EAST AFRICAN STANDARD (Nairobi, Kenya) 06 May 05 ‘Doctor’ who uses chameleons to heal (Omwa Ombara)
Photo: Adhiambo administers the chameleon treatment on a patient.(Ajanga Khayesi)
When Nyeri residents collected 3,000 chameleons last week, the alleged buyer changed his colours and let them down.
Reports had circulated that a desperate exporter wanted them and would pay Sh1,900 for each. But in Nyanza, where the animals are used for the treatment of certain diseases, selling a chameleon would be unthinkable.
Had the Nyeri buyer arrived, he probably would have ended up selling the chameleons to importers in Belgium, Netherlands, Japan or Germany, where people spend as much Sh50,000 on one reptile (enough to buy five heifers or school fees for two years!).
Chameleons are often bought as birthday presents for women or kept as pets. Why are chameleons so expensive in Europe yet almost worthless in Kenya? In Europe and US, to say someone is "a chameleon" is to say the person is unreliable. But most people have not seen the animal that changes its colours to blend with different surroundings. They are extinct in most parts of the world, except in Africa.
William Karanja of Karen has tapped this unique market. He rears more than 500 chameleons and has exported 300 to Europe and Asia in the recent past. Chameleon breeders say one reptile can fetch as much Sh3,700 wholesale and Sh7,400 at retail prices.
In Nyanza, the chameleon is revered. It is used to treat hima, a Luo word for the swelling of the spleen, which mostly affects children.
Ruth Adhiambo, a traditional healer, was disgusted to learn that people were selling chameleons.
"I would not sell a chameleon for a million shillings. The lives of my patients come first," she says.

Rows excerpted from a collection
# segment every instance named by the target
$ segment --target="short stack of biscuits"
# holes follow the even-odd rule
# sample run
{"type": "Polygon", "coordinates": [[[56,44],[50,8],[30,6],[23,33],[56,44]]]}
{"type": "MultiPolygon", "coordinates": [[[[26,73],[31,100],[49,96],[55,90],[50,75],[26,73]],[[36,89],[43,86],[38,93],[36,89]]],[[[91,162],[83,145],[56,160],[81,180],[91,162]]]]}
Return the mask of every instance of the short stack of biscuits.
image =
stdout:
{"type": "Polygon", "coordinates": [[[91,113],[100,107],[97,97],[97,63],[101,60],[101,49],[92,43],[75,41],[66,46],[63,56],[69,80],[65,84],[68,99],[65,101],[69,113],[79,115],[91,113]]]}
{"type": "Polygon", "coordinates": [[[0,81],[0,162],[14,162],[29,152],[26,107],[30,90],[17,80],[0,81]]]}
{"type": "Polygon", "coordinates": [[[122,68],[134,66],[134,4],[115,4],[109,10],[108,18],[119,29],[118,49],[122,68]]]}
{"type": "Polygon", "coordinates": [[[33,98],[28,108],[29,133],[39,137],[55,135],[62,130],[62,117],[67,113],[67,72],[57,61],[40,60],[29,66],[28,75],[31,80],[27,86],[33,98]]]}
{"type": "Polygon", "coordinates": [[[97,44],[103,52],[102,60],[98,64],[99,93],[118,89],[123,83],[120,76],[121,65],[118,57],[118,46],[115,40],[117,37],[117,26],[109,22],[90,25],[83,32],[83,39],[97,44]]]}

(Directions for this task) Copy the article on chameleons between "William Karanja of" and "were selling chameleons.", inclusive, substituting "venerated" for "revered". These rows are separate material, unrelated to the article on chameleons.

(Solution to this exercise)
William Karanja of Karen has tapped this unique market. He rears more than 500 chameleons and has exported 300 to Europe and Asia in the recent past. Chameleon breeders say one reptile can fetch as much Sh3,700 wholesale and Sh7,400 at retail prices.
In Nyanza, the chameleon is venerated. It is used to treat hima, a Luo word for the swelling of the spleen, which mostly affects children.
Ruth Adhiambo, a traditional healer, was disgusted to learn that people were selling chameleons.